Object position labeling records
★ ★ ★ ★ ★ ★ ★

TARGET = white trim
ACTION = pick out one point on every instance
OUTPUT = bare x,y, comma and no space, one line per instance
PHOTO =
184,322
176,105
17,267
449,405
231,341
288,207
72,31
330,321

★ ★ ★ ★ ★ ★ ★

Task description
Lay out every line of the records above as a Markdown table, skipping blank lines. Use the columns "Row" for a running number and "Line" for the text.

Exercise result
| Row | Line |
|---|---|
| 1 | TARGET = white trim |
| 2 | ACTION = pick out one point on every instance |
| 3 | OUTPUT = bare x,y, comma and no space, one line per instance |
| 4 | PHOTO = |
| 5 | 184,322 |
| 6 | 176,105 |
| 7 | 17,267 |
| 8 | 449,405 |
| 9 | 231,341 |
| 10 | 288,207 |
| 11 | 72,31 |
| 12 | 330,321 |